### Text

╔══

Citing hundreds of pages of hostile social media posts in its more than 1,000-page filing, the yeshiva that bought Nyack College in December has asked the court to dismiss the Village’s lawsuit filed last month that has alleged the congregation failed to conduct safety inspections and resolve open code violations.

Yeshiva Viznitz Dkhal Torath Chaim is claiming discrimination toward the college has prompted the village to enforce code provisions that were not enforced when Nyack College inhabited the campus.

In its motion to dismiss the case filed in the Supreme Court of Rockland County, the Yeshiva asks, “How it is that Nyack College, an esteemed and worthy religious school operated without interference from the village, but from the moment that the Village (and its residents) realized that a Hasidic school was going to be the new neighbor an epiphany erupted within the Village? Suddenly a call to action in the form of threatening letters and violation notices was fired off to Viznitz, even though the alleged violations existed before it owned the property.”

╚══

### Stored rows
╔══

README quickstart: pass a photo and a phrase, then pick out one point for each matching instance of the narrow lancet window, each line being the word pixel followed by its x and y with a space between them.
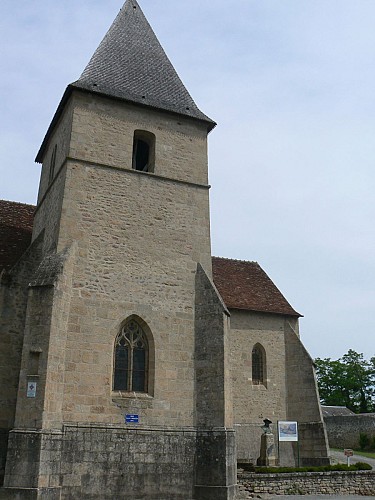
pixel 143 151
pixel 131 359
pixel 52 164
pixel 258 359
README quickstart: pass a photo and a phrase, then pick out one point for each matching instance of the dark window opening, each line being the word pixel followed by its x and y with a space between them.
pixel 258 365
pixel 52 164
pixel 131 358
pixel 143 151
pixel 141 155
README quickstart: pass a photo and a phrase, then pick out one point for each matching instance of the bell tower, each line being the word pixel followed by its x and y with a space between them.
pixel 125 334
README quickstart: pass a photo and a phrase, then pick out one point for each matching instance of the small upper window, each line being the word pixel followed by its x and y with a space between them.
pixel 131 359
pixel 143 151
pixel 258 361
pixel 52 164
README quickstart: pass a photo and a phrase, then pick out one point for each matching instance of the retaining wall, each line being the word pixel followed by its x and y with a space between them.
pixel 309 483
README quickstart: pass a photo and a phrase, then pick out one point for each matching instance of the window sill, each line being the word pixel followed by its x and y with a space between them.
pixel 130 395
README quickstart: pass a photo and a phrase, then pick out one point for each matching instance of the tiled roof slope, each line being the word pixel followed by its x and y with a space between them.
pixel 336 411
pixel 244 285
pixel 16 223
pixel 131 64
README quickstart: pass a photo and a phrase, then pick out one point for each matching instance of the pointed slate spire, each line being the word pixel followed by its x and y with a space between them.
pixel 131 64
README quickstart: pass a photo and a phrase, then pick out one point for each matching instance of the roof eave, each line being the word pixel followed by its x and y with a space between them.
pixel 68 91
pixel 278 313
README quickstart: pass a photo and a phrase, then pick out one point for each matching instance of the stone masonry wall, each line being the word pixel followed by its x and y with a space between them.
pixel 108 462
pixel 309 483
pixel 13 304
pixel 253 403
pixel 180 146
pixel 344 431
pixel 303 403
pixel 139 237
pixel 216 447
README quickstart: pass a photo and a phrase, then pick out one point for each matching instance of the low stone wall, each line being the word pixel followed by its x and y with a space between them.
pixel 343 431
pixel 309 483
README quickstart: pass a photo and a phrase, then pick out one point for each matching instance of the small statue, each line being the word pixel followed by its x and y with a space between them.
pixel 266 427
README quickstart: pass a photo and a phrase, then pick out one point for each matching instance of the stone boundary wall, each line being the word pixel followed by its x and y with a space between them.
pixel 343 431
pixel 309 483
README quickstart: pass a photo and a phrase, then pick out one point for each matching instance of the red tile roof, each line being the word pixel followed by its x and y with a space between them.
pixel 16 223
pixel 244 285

╚══
╔══

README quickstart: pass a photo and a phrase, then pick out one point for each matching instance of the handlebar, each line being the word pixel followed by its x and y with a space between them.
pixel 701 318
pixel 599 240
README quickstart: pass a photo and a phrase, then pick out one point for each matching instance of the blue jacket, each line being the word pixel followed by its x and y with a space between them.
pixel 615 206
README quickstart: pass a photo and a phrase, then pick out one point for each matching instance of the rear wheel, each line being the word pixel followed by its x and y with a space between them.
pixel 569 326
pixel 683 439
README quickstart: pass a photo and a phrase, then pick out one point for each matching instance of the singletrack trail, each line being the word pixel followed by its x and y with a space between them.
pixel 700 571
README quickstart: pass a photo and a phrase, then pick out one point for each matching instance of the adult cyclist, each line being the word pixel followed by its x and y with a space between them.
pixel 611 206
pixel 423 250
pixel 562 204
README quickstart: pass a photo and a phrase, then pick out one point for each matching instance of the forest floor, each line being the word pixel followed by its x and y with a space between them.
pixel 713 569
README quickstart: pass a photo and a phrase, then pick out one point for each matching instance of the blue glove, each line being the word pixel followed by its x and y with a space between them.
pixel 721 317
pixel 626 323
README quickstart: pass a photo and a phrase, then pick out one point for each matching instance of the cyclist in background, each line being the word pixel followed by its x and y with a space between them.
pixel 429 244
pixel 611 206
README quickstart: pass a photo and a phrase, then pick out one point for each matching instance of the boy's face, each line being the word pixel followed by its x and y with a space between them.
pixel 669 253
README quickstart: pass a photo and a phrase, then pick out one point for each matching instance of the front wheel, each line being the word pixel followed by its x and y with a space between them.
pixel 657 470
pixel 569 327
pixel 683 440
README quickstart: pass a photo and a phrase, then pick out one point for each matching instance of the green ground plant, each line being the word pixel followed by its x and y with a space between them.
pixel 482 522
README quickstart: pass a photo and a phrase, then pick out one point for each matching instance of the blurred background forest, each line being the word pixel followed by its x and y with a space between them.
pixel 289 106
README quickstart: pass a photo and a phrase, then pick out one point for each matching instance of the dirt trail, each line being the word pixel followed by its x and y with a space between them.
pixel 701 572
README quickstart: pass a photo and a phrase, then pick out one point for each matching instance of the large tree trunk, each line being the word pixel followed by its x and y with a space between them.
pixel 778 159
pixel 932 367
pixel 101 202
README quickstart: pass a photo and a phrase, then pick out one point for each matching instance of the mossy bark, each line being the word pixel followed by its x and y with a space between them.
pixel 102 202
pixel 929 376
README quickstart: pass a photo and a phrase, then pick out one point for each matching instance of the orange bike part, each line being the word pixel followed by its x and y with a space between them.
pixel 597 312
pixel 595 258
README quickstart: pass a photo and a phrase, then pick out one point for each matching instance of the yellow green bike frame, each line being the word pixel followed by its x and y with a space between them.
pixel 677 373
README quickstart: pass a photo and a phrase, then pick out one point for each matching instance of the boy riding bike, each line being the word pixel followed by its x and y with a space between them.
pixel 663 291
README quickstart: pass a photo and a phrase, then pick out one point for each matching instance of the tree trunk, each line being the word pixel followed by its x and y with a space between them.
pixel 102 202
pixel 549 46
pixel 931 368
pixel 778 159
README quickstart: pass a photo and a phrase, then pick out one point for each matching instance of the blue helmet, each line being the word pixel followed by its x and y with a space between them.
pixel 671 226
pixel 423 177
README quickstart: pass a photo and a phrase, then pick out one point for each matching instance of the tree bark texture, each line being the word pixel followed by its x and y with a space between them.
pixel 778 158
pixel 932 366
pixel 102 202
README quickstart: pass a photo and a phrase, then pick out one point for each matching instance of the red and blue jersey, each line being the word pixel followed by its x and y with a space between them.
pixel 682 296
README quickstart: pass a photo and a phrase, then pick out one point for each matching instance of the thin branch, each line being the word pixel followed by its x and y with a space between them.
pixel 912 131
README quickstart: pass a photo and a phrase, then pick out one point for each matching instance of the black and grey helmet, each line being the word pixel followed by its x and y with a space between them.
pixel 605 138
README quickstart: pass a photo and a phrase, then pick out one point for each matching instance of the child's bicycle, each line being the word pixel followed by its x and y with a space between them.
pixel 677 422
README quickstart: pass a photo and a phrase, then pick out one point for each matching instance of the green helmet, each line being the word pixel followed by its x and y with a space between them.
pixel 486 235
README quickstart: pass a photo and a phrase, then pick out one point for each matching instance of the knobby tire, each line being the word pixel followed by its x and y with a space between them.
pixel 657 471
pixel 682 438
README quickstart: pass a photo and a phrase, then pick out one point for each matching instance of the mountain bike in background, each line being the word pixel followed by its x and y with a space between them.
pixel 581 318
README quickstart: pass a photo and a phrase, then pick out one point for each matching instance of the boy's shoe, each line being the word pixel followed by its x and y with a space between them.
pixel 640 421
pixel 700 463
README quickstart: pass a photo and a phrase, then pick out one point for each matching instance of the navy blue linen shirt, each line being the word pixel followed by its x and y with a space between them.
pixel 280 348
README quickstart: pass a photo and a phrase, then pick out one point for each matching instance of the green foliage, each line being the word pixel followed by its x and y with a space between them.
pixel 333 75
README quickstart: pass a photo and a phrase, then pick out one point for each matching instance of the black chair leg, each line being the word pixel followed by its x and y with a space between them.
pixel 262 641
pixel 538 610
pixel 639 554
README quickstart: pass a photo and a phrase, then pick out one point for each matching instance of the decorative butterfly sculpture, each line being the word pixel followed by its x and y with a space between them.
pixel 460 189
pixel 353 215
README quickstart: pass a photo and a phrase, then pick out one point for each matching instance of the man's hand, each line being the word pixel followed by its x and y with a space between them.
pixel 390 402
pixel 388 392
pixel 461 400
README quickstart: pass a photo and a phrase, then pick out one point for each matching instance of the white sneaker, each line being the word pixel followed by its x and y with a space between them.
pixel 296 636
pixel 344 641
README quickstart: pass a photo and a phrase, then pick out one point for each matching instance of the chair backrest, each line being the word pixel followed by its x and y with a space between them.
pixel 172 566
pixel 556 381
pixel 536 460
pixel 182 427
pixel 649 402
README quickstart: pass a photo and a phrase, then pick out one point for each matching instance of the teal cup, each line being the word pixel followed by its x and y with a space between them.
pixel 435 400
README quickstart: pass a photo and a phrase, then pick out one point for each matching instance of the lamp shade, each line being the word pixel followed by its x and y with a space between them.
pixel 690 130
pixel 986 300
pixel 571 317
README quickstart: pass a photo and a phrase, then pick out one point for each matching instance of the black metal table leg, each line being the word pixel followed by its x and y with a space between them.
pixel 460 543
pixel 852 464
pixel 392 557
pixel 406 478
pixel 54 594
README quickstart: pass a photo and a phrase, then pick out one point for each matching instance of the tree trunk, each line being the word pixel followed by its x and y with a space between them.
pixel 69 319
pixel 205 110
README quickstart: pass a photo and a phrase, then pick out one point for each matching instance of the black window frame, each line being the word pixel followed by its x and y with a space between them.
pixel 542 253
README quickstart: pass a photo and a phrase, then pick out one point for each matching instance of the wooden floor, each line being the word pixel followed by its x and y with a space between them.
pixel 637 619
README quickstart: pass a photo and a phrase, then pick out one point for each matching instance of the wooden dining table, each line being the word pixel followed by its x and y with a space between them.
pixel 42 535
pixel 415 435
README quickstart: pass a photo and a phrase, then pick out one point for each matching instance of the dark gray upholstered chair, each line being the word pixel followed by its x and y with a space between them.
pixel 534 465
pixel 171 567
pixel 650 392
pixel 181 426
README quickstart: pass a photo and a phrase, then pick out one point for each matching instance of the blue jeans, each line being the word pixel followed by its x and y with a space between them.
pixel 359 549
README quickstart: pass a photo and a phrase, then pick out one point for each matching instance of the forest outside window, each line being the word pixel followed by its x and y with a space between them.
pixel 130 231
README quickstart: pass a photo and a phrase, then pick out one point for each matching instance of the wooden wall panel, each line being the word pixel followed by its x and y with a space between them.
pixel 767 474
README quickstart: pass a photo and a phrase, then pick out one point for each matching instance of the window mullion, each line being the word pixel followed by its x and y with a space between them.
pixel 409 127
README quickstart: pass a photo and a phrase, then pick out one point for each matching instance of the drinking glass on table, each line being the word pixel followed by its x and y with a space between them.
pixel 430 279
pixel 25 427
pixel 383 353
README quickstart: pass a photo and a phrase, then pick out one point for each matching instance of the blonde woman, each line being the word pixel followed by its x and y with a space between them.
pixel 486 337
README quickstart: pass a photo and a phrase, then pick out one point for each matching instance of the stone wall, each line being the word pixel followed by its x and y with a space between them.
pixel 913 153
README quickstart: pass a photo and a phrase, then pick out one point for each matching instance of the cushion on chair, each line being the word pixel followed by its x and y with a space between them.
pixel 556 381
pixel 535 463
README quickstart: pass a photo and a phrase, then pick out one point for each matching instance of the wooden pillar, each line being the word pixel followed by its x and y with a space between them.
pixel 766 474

╚══
╔══

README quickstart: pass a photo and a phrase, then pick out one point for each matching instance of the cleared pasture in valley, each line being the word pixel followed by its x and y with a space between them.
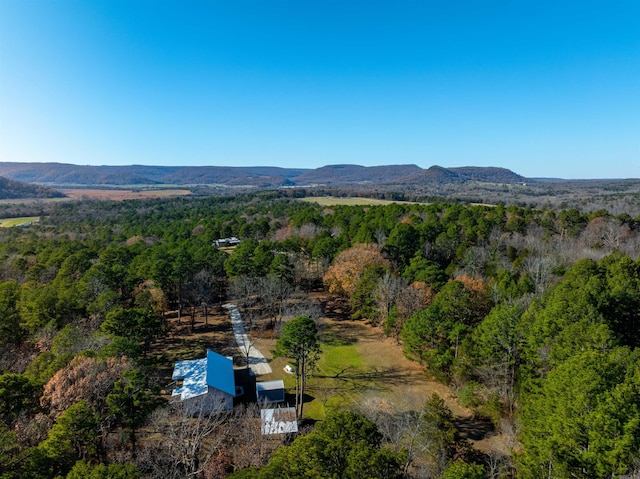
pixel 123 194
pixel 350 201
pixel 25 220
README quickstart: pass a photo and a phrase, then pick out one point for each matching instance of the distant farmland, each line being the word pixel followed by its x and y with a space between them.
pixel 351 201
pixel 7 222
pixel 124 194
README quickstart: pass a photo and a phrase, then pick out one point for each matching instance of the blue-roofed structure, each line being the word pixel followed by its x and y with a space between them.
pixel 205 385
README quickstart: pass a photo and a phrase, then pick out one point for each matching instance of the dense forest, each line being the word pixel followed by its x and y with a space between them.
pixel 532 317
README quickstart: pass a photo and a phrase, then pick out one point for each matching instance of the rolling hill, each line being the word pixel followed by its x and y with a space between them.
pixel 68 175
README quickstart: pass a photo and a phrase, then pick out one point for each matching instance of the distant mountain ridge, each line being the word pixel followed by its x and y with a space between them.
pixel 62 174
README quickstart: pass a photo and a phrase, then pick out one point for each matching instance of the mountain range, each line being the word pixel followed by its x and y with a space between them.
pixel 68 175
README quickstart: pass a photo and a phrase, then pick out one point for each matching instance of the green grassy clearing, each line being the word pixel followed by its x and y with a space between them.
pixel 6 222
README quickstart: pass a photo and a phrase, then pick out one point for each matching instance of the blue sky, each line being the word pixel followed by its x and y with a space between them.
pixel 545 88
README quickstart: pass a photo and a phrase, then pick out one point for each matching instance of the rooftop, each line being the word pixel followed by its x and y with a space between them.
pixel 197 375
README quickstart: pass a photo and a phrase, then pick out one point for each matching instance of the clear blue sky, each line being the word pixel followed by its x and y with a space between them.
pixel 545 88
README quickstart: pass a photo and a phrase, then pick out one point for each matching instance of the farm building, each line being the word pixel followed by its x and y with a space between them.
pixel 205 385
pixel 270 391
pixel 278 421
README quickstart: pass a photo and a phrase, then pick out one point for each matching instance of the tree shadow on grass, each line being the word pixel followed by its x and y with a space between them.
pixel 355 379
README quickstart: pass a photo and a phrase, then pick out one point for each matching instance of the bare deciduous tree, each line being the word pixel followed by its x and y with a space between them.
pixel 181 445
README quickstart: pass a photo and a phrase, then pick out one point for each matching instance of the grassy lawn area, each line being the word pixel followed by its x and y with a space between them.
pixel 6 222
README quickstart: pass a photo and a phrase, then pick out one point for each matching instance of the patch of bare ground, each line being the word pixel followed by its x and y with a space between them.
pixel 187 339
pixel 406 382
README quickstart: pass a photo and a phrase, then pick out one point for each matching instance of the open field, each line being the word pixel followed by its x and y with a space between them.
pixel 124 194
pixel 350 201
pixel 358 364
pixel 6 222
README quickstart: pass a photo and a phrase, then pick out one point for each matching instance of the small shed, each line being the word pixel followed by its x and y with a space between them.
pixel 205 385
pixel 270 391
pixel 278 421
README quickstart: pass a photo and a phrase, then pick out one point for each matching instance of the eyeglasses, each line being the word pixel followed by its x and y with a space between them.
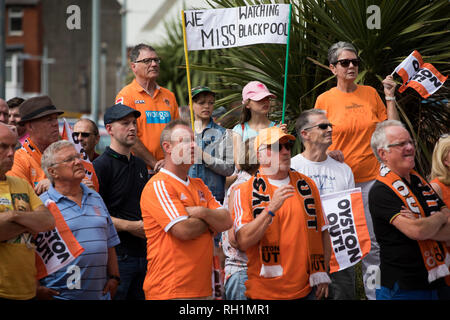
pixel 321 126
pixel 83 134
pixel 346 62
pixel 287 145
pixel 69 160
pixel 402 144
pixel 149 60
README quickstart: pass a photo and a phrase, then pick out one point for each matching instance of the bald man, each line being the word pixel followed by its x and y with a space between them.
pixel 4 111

╚══

### Problem details
Reproduce the entire text above on the yeshiva's motion to dismiss the village lawsuit, word for word. The listing was drawn from a separate source unrelated to the text.

### Response to this exercise
Citing hundreds of pages of hostile social media posts in its more than 1,000-page filing, the yeshiva that bought Nyack College in December has asked the court to dismiss the Village’s lawsuit filed last month that has alleged the congregation failed to conduct safety inspections and resolve open code violations.

Yeshiva Viznitz Dkhal Torath Chaim is claiming discrimination toward the college has prompted the village to enforce code provisions that were not enforced when Nyack College inhabited the campus.

In its motion to dismiss the case filed in the Supreme Court of Rockland County, the Yeshiva asks, “How it is that Nyack College, an esteemed and worthy religious school operated without interference from the village, but from the moment that the Village (and its residents) realized that a Hasidic school was going to be the new neighbor an epiphany erupted within the Village? Suddenly a call to action in the form of threatening letters and violation notices was fired off to Viznitz, even though the alleged violations existed before it owned the property.”